* **EXERCISE GOAL**
Only those lines from the one with "Phrase: jacket collar" through the last line of the material belong in the answer, each repeated exactly.

* **GIVEN INFORMATION**
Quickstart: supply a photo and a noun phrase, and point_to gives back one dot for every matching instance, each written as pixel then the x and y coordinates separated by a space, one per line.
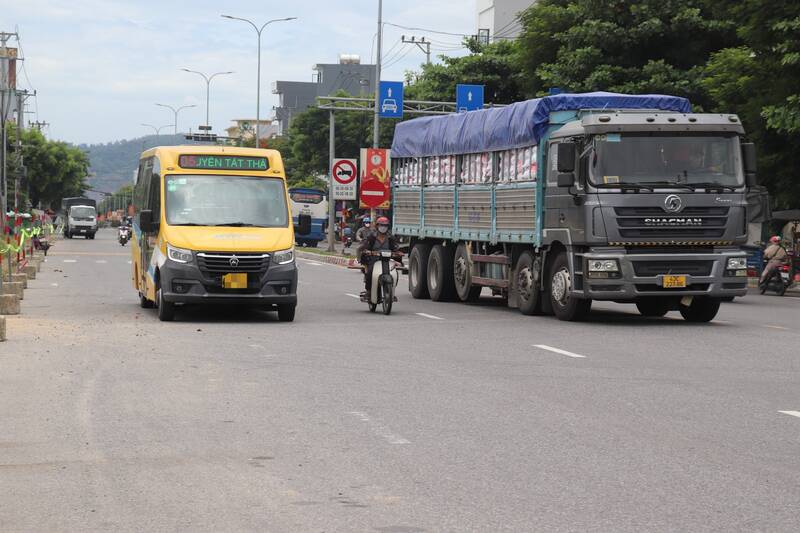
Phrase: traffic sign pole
pixel 331 201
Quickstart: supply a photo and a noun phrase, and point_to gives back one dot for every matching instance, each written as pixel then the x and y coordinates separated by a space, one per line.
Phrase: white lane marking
pixel 379 429
pixel 559 351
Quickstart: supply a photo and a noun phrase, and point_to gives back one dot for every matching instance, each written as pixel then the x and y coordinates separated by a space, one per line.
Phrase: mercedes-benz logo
pixel 673 203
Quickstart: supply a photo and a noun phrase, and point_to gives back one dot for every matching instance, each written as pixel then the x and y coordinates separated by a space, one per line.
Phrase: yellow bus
pixel 212 225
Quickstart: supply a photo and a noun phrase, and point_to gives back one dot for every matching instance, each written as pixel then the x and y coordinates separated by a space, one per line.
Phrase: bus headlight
pixel 179 255
pixel 284 257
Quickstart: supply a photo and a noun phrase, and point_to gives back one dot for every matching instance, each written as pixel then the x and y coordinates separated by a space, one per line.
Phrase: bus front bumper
pixel 187 284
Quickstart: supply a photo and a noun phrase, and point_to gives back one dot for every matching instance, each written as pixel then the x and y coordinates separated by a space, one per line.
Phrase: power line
pixel 428 30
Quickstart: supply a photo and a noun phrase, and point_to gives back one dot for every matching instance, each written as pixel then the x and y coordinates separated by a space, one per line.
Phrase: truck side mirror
pixel 146 222
pixel 750 166
pixel 303 226
pixel 566 157
pixel 566 179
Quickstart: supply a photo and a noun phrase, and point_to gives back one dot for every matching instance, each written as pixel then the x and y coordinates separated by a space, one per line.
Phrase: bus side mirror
pixel 750 166
pixel 303 226
pixel 566 157
pixel 146 222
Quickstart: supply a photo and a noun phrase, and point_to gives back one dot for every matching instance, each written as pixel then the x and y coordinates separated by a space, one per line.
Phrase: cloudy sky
pixel 99 66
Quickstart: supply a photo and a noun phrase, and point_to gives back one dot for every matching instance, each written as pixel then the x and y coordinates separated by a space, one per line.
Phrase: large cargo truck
pixel 555 202
pixel 80 217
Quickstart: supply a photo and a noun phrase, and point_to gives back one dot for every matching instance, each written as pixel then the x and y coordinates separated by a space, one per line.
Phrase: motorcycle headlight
pixel 283 257
pixel 737 263
pixel 179 255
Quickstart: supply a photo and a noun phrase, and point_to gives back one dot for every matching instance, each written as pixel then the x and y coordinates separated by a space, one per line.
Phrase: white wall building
pixel 497 19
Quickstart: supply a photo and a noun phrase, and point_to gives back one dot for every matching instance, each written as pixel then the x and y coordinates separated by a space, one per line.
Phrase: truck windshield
pixel 214 200
pixel 82 212
pixel 664 159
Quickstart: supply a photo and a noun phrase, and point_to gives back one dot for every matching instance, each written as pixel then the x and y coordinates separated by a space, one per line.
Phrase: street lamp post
pixel 175 111
pixel 208 84
pixel 258 82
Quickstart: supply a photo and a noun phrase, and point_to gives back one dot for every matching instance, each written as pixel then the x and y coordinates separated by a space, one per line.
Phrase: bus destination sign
pixel 223 162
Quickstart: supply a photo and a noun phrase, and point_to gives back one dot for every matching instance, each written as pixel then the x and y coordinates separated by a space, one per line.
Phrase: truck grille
pixel 655 223
pixel 224 263
pixel 656 268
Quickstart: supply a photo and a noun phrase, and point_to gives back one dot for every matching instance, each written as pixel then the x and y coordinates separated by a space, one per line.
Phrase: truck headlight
pixel 737 263
pixel 179 255
pixel 602 268
pixel 284 257
pixel 603 265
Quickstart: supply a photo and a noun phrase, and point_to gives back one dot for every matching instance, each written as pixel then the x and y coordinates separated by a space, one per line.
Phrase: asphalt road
pixel 441 417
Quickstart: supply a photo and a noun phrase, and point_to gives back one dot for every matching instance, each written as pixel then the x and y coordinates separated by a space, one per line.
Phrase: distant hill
pixel 112 164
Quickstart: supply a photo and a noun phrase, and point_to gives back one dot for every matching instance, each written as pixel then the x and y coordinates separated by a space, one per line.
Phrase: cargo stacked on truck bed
pixel 558 201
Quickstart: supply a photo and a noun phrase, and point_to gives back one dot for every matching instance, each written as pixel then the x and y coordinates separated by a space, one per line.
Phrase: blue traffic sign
pixel 469 97
pixel 390 99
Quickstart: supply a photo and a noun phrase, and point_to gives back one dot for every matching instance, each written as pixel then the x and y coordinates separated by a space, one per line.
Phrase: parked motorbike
pixel 384 280
pixel 777 281
pixel 124 235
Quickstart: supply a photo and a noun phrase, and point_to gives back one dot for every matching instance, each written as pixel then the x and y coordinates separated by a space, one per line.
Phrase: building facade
pixel 499 19
pixel 347 75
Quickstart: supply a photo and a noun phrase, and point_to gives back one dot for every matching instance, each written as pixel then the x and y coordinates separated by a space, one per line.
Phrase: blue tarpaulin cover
pixel 517 125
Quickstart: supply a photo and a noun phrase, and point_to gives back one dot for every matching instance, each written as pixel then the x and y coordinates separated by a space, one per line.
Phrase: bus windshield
pixel 214 200
pixel 664 159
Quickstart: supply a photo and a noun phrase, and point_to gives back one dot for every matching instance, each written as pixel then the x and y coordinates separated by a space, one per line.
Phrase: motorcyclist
pixel 378 240
pixel 364 230
pixel 775 255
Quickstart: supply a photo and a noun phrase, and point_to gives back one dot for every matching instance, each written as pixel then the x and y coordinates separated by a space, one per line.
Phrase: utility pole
pixel 376 120
pixel 422 44
pixel 331 202
pixel 39 124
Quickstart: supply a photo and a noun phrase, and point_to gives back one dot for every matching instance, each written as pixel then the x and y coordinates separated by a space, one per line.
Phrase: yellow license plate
pixel 673 282
pixel 234 281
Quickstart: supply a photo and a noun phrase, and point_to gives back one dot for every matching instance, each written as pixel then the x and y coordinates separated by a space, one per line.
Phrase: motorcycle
pixel 384 280
pixel 777 281
pixel 124 235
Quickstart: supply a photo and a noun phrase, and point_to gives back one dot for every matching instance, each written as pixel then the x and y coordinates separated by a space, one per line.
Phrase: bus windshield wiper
pixel 236 224
pixel 625 186
pixel 713 185
pixel 675 184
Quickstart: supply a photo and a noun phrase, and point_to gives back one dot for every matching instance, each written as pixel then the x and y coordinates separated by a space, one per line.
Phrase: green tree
pixel 759 79
pixel 54 169
pixel 648 46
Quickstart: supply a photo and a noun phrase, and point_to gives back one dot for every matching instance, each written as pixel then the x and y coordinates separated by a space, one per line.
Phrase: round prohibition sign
pixel 344 171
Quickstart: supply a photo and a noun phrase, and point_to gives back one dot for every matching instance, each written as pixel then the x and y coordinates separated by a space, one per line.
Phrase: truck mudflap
pixel 659 274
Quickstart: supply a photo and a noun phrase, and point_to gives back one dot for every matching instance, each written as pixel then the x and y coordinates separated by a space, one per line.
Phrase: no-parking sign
pixel 345 184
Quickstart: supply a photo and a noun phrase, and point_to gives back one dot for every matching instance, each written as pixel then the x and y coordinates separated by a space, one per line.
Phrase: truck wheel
pixel 418 271
pixel 144 303
pixel 286 312
pixel 702 309
pixel 462 276
pixel 440 274
pixel 565 306
pixel 528 293
pixel 166 310
pixel 653 306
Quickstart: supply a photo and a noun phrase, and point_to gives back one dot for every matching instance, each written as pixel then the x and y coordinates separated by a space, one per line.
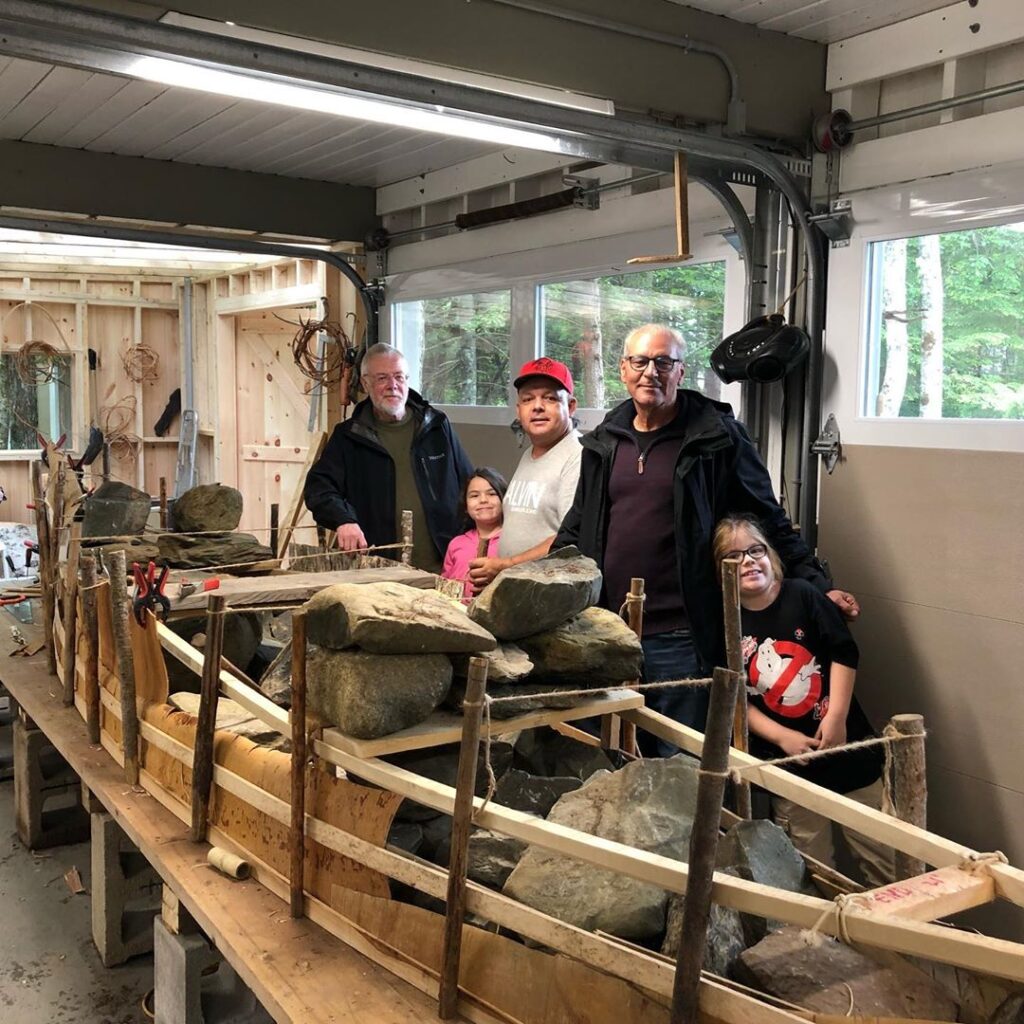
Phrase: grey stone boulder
pixel 202 552
pixel 828 977
pixel 208 506
pixel 115 509
pixel 369 695
pixel 538 596
pixel 594 648
pixel 392 619
pixel 647 805
pixel 725 940
pixel 506 664
pixel 759 851
pixel 544 752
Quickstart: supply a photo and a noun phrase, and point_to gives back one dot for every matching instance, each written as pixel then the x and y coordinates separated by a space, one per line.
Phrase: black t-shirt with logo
pixel 788 650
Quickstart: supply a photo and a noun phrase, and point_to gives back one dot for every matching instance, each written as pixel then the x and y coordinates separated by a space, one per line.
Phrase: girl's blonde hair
pixel 724 532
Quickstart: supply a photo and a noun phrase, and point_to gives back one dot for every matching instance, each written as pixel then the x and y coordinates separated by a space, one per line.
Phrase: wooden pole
pixel 704 846
pixel 120 612
pixel 407 538
pixel 297 837
pixel 909 784
pixel 43 553
pixel 207 724
pixel 91 622
pixel 462 826
pixel 734 659
pixel 164 523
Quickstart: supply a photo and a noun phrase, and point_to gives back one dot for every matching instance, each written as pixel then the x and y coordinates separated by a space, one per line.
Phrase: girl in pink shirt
pixel 481 505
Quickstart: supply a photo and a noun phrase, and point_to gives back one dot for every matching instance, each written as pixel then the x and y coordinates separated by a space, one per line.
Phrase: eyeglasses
pixel 754 551
pixel 663 364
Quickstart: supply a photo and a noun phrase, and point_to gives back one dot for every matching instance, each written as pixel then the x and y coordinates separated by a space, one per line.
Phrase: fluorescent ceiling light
pixel 406 66
pixel 241 86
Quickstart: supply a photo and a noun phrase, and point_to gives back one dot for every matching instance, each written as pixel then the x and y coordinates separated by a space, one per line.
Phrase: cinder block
pixel 40 776
pixel 126 894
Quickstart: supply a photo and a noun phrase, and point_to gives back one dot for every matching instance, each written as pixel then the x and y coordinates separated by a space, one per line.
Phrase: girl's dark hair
pixel 493 477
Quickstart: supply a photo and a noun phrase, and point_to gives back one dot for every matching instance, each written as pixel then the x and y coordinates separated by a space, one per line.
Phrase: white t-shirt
pixel 539 496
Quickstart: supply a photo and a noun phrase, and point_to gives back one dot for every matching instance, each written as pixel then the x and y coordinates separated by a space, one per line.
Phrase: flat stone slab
pixel 828 977
pixel 392 619
pixel 594 648
pixel 538 596
pixel 369 695
pixel 647 805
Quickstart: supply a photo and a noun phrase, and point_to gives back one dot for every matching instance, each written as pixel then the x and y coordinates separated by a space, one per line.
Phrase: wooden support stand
pixel 909 784
pixel 462 826
pixel 704 846
pixel 207 724
pixel 120 611
pixel 297 836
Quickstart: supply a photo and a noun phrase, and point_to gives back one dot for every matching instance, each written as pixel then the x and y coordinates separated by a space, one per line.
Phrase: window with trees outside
pixel 946 326
pixel 584 324
pixel 457 346
pixel 33 397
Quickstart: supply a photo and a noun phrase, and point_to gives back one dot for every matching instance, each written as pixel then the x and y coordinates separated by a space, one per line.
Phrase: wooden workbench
pixel 298 972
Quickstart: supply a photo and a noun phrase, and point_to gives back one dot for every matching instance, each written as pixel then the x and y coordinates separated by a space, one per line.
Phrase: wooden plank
pixel 295 587
pixel 445 727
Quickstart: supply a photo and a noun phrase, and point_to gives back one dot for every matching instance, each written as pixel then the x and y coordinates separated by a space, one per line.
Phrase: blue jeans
pixel 672 655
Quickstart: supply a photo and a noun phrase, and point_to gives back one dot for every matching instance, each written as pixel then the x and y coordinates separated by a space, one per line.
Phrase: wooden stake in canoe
pixel 462 826
pixel 909 784
pixel 297 836
pixel 682 220
pixel 407 537
pixel 704 846
pixel 91 623
pixel 207 724
pixel 120 610
pixel 734 659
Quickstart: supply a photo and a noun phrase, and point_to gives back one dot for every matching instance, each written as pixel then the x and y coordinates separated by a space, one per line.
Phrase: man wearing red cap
pixel 544 485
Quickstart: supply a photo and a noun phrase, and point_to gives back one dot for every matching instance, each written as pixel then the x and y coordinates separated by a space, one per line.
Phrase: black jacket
pixel 718 471
pixel 353 479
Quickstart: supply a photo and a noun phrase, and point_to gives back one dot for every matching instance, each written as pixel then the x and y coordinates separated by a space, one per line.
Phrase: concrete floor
pixel 49 970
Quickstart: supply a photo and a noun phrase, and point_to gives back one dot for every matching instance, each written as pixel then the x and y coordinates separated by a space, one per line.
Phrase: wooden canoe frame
pixel 629 983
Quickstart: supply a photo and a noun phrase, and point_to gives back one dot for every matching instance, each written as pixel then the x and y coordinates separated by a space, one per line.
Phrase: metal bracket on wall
pixel 827 443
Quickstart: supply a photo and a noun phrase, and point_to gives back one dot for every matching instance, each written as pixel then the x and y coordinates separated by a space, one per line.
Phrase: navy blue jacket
pixel 718 471
pixel 353 479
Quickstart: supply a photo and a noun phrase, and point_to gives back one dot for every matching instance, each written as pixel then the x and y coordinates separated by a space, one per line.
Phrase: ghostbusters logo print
pixel 784 674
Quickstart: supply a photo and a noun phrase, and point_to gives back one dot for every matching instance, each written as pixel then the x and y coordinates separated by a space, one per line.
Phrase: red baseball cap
pixel 544 367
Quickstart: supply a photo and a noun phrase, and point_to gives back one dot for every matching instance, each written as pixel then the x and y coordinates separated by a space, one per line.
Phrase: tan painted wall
pixel 930 542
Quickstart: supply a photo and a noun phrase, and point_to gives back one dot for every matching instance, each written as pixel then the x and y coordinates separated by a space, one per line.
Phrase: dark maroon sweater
pixel 641 526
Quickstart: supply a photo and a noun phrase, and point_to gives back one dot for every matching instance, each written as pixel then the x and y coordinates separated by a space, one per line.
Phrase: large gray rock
pixel 538 596
pixel 208 506
pixel 647 805
pixel 725 940
pixel 392 619
pixel 201 552
pixel 115 509
pixel 506 664
pixel 369 695
pixel 594 648
pixel 828 977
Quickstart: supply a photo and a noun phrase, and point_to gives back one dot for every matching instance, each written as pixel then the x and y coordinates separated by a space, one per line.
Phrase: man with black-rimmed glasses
pixel 655 477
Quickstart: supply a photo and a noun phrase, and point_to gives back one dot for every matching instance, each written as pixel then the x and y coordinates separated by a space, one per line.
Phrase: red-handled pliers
pixel 150 592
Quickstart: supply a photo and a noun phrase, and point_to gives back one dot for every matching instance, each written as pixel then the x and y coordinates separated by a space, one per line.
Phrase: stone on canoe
pixel 208 506
pixel 647 805
pixel 594 648
pixel 368 695
pixel 392 619
pixel 538 596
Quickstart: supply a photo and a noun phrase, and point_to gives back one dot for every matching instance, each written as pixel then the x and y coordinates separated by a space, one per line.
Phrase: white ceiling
pixel 822 20
pixel 55 105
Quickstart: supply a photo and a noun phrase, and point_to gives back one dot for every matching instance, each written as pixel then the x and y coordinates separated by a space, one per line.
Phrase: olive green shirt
pixel 397 441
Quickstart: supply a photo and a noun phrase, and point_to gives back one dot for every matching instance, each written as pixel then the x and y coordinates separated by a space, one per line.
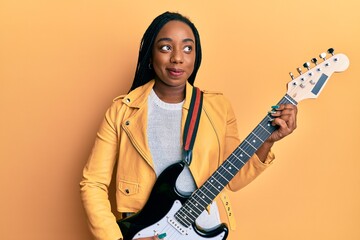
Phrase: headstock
pixel 309 84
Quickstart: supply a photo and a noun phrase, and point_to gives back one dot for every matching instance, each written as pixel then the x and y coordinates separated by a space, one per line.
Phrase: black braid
pixel 143 73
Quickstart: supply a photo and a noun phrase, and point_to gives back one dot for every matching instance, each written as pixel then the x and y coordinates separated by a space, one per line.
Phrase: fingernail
pixel 161 236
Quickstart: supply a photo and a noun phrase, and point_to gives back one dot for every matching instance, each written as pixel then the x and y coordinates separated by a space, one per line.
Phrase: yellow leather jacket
pixel 122 143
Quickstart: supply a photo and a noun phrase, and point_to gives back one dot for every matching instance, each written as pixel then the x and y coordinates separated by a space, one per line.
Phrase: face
pixel 173 54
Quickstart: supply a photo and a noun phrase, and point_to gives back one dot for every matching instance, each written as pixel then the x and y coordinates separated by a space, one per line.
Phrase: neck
pixel 169 94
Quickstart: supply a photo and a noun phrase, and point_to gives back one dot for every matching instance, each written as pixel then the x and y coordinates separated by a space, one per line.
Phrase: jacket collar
pixel 138 97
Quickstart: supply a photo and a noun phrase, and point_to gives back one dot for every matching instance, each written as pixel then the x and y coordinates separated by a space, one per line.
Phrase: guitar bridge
pixel 175 224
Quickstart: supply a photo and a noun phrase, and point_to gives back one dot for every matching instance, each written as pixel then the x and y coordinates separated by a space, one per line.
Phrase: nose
pixel 176 56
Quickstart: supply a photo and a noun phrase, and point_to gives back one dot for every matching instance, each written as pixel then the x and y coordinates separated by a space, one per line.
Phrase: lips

* **ANSWER FOR THE TASK**
Phrase: jacket collar
pixel 138 97
Quickstart: supply a photo and a noun phrase, and point_to gives back one dot for every matching instance, each written as pixel then the x and y coordinates separated by a space, one per line.
Phrase: guitar bridge
pixel 175 224
Quickstart: supply a photo and a noun phrase, and point_to gives back one dot for every matching instance, each written as pixel then the x and y coordinates separated by a space, one per line.
Phrase: nose
pixel 176 56
Quickstart: supply a photo and a noun phrase, and point_to gives back one dot for every matching instance, each written as pixel then the x and y coordinates separated by a space, one per line.
Phrase: lips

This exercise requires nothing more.